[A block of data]
start

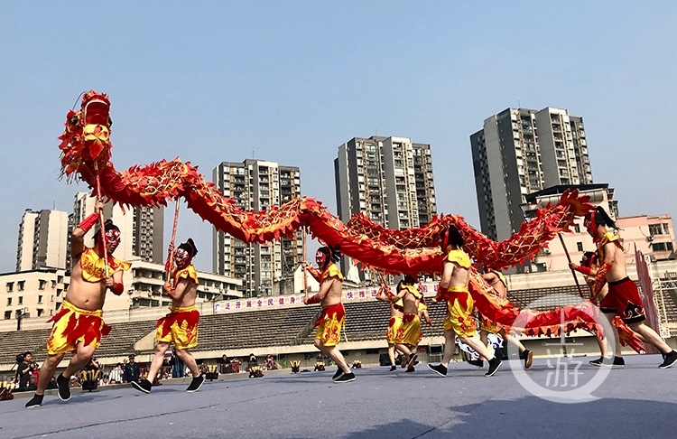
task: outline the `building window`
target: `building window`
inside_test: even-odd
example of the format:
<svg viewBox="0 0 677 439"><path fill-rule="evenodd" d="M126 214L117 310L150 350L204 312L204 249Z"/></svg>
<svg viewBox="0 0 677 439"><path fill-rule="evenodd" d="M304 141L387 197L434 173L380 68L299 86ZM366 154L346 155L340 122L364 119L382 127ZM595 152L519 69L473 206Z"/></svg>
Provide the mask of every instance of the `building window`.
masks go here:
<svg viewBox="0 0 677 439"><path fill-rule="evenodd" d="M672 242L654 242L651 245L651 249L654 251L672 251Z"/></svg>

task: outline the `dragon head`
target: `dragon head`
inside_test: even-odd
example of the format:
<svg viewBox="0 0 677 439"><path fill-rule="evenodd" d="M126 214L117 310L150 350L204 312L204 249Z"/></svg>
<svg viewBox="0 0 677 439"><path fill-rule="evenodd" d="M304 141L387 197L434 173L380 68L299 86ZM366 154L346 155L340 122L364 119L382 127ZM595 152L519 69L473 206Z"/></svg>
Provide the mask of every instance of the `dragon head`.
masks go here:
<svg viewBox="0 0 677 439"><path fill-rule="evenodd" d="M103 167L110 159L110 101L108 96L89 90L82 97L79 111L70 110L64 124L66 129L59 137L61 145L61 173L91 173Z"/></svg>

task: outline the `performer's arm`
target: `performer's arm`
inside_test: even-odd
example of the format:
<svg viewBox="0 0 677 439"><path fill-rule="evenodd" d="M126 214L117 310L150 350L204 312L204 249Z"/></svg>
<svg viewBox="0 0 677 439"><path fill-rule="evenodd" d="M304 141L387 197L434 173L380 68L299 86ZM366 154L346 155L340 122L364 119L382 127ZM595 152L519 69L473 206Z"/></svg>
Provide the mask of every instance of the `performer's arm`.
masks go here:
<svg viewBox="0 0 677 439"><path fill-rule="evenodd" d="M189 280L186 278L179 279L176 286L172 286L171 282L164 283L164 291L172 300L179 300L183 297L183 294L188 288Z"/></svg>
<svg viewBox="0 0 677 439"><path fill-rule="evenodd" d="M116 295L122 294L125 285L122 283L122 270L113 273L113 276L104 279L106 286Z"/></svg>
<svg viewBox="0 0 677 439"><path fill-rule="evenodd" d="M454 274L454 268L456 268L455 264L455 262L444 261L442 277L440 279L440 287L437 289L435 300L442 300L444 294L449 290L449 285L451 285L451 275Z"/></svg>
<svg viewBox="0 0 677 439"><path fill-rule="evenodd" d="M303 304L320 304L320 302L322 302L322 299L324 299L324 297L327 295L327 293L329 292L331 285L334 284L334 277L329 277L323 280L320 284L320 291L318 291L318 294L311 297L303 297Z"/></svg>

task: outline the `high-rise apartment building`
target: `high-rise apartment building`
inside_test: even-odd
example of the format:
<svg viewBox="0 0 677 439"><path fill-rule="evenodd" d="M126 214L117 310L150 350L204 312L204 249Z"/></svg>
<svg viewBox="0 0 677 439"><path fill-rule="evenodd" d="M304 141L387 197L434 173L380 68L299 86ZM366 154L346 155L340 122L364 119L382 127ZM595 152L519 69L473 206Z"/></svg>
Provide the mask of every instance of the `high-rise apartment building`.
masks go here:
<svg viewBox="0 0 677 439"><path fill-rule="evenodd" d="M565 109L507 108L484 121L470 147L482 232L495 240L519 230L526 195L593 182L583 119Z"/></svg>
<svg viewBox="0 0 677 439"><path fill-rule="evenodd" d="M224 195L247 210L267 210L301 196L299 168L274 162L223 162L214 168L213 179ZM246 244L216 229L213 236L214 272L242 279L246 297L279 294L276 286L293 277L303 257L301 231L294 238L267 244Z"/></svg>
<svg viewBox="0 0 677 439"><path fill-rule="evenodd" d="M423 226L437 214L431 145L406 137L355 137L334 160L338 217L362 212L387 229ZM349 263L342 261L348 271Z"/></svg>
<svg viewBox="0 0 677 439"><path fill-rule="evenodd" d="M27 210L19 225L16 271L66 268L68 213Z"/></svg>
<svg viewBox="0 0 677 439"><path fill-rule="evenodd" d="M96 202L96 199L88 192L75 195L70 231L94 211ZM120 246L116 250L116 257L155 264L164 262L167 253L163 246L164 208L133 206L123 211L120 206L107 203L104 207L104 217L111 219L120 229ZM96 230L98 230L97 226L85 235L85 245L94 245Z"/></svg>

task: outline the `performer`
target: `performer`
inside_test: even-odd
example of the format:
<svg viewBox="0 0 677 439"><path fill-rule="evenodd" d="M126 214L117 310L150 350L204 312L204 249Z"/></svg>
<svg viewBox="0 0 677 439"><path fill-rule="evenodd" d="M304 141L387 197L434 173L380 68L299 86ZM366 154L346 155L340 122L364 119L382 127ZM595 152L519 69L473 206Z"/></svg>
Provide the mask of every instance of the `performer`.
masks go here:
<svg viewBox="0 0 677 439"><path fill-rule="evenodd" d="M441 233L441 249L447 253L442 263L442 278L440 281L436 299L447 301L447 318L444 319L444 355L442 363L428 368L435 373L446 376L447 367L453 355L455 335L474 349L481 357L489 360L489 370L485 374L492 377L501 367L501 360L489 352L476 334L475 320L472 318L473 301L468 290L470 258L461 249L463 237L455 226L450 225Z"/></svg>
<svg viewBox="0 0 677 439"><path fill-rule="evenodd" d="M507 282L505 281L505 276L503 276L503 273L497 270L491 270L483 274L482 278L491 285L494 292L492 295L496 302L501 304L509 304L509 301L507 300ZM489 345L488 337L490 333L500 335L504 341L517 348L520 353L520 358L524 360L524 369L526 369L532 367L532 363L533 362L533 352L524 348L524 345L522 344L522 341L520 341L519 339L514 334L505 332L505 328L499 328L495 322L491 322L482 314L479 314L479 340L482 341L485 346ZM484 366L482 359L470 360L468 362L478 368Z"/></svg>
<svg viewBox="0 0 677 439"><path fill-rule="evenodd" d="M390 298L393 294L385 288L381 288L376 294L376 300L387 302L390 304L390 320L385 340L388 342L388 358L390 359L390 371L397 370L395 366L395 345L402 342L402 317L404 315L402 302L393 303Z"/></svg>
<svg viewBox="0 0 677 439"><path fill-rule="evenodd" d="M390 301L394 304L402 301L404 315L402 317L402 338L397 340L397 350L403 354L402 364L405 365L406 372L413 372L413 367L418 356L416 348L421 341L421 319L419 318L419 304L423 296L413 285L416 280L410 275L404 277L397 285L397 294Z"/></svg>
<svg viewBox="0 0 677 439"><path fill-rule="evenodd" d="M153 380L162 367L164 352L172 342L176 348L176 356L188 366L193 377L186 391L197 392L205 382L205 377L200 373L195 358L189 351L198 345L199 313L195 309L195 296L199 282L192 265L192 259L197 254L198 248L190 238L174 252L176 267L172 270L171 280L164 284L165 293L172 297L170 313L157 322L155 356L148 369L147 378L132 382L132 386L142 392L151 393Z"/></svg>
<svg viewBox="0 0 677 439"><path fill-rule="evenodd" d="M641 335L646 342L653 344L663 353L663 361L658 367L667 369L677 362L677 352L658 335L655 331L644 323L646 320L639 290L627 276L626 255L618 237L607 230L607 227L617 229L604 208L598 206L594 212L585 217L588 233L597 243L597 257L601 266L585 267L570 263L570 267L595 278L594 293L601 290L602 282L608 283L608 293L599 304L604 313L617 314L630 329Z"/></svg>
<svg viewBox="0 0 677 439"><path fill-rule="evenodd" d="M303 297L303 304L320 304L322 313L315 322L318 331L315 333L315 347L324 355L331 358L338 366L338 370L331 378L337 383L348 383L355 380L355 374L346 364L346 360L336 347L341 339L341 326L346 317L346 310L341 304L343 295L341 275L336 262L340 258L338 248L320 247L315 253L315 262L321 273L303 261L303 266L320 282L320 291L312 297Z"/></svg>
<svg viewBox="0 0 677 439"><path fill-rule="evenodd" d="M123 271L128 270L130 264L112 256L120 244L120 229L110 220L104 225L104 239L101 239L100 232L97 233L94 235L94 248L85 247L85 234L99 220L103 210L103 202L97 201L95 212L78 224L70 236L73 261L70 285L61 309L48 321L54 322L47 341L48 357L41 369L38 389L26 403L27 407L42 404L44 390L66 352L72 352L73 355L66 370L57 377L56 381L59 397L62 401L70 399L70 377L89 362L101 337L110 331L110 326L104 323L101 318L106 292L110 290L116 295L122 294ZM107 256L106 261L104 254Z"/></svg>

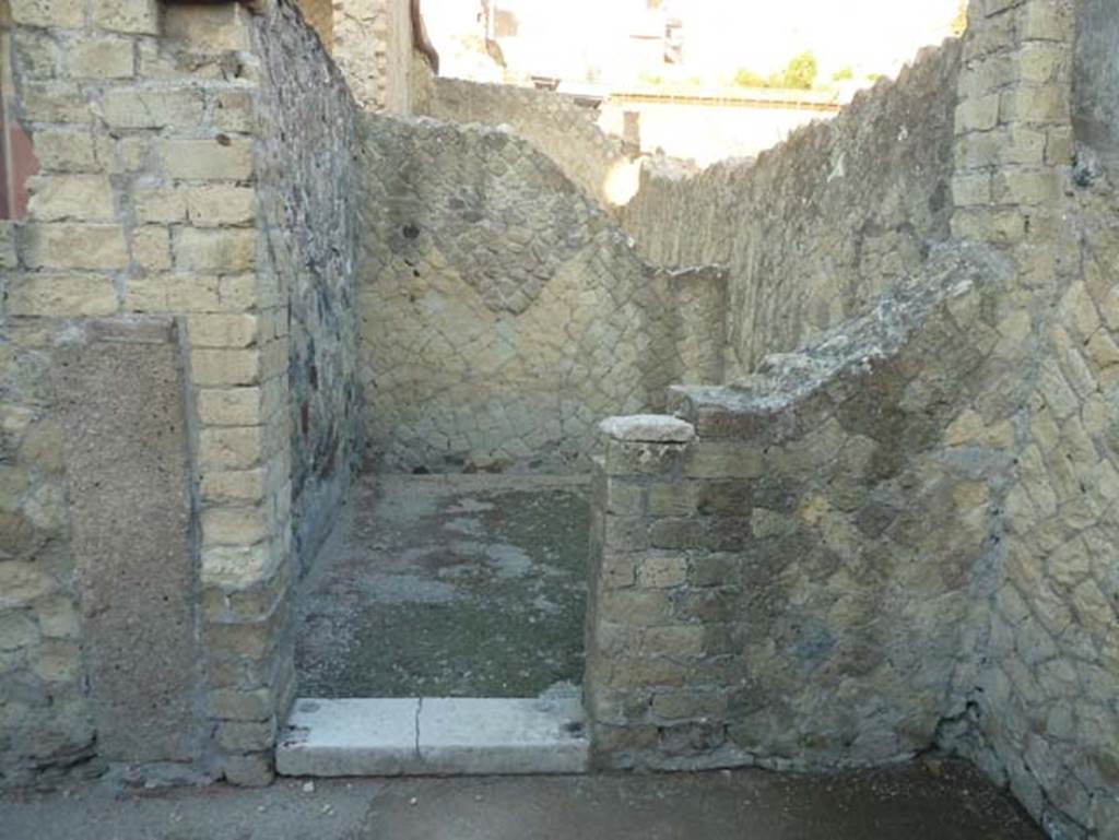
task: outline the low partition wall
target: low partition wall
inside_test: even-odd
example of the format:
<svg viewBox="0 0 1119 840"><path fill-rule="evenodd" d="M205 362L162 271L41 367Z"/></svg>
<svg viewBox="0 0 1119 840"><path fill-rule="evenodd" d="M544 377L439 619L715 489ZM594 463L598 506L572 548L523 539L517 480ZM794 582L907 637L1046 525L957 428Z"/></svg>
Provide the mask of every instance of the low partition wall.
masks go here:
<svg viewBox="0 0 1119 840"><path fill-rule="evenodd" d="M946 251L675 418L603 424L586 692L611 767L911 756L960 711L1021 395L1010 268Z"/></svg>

end
start

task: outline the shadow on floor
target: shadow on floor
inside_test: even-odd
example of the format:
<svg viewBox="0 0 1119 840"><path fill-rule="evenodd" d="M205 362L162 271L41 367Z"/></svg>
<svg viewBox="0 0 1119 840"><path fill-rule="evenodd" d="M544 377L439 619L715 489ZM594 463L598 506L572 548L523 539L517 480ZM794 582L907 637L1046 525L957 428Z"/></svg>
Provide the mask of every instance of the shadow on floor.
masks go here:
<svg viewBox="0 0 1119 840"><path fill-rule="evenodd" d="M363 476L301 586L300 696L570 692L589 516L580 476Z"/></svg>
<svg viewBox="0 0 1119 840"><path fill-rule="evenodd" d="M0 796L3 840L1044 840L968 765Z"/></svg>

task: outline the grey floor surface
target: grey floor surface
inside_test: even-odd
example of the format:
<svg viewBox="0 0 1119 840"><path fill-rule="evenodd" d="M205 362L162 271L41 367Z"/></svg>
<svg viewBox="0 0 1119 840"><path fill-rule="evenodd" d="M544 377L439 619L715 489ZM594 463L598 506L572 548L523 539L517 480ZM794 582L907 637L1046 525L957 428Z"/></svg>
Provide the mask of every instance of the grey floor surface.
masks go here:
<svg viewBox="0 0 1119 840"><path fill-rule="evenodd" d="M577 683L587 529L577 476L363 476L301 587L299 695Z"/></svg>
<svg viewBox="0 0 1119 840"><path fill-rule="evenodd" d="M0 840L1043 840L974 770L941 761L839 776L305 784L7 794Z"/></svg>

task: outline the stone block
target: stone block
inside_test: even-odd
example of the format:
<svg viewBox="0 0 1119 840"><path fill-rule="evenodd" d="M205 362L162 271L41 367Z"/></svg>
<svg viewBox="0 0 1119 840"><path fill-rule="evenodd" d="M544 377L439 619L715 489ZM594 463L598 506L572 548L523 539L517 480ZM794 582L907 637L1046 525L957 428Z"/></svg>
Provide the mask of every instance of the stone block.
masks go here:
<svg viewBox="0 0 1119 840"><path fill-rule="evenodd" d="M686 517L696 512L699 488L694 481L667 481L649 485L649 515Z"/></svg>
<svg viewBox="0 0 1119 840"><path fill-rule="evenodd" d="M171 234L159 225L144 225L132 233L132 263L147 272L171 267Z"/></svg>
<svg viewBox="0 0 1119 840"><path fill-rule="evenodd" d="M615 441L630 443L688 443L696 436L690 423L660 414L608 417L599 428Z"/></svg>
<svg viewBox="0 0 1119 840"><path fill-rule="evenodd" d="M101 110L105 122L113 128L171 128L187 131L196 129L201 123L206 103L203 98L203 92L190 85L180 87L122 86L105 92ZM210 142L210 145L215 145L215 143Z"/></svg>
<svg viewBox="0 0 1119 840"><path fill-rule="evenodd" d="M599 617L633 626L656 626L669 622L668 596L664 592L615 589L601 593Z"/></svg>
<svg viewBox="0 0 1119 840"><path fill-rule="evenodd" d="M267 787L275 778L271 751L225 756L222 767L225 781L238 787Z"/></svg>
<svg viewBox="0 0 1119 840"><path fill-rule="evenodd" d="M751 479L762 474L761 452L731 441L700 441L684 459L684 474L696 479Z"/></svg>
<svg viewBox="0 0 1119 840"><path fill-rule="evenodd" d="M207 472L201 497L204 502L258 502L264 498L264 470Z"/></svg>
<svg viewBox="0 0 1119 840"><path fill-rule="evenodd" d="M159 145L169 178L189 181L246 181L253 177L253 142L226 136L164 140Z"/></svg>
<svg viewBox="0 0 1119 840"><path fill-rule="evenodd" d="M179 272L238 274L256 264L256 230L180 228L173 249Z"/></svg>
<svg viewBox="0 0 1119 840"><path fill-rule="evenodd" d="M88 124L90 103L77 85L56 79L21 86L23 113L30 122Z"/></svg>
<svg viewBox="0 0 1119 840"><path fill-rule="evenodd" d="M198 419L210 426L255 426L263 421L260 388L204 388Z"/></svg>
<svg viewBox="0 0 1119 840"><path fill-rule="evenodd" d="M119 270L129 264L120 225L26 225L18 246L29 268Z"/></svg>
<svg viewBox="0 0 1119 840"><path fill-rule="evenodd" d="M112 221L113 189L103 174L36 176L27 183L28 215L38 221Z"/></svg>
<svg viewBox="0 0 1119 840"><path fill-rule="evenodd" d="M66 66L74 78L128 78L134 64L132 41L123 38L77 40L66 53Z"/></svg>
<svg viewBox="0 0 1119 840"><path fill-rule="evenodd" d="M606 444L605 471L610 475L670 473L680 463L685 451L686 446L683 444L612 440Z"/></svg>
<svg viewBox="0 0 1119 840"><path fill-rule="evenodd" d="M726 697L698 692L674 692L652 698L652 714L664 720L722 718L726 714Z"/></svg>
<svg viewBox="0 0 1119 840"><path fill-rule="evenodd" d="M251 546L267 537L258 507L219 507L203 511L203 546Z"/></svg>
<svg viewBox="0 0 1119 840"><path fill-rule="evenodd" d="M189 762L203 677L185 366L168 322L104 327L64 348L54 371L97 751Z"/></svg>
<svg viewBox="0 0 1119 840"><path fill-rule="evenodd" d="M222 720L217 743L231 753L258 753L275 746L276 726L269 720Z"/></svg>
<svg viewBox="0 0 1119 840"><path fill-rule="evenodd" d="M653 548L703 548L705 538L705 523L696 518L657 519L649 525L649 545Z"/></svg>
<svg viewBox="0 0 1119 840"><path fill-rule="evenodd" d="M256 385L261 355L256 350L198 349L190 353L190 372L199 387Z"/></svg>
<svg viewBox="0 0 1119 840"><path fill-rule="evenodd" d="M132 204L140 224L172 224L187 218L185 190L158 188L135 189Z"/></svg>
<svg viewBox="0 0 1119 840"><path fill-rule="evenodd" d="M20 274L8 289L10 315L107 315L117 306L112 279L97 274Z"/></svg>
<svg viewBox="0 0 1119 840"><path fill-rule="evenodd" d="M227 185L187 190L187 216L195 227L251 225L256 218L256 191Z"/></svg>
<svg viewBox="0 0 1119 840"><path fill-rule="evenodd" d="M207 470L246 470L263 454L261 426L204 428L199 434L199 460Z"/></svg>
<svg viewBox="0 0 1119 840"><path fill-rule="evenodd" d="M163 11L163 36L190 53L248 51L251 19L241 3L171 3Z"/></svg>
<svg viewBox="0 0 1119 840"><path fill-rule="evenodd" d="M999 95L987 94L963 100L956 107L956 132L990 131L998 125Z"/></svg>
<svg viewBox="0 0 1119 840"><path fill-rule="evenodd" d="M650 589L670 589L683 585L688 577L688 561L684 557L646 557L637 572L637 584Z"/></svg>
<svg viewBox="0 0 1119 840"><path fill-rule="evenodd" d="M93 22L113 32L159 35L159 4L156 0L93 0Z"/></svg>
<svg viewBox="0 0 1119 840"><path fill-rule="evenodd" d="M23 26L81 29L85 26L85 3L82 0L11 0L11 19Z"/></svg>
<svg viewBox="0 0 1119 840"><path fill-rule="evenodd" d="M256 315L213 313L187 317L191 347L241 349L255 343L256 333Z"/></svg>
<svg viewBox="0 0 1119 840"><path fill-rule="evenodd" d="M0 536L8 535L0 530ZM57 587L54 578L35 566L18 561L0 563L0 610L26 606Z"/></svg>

end

PROMPT
Please give the lines as a JSON list of strings, one string per line and blank lines left out, starting with the line containing "task: outline the low partition wall" and going on through the line containing "251L675 418L603 424L586".

OUTPUT FOR THIS TASK
[
  "task: outline the low partition wall",
  "target: low partition wall",
  "inside_test: even-odd",
  "example of the format:",
  "<svg viewBox=\"0 0 1119 840\"><path fill-rule=\"evenodd\" d=\"M205 362L162 271L41 367Z\"/></svg>",
  "<svg viewBox=\"0 0 1119 840\"><path fill-rule=\"evenodd\" d=\"M544 377L439 619L715 489ZM594 463L598 506L572 548L523 539L517 480ZM794 582L907 637L1046 525L957 428Z\"/></svg>",
  "Provide the mask of every instance of the low partition wall.",
  "masks go here:",
  "<svg viewBox=\"0 0 1119 840\"><path fill-rule=\"evenodd\" d=\"M946 251L675 418L603 424L586 692L611 767L911 756L960 711L1021 395L1010 268Z\"/></svg>"
]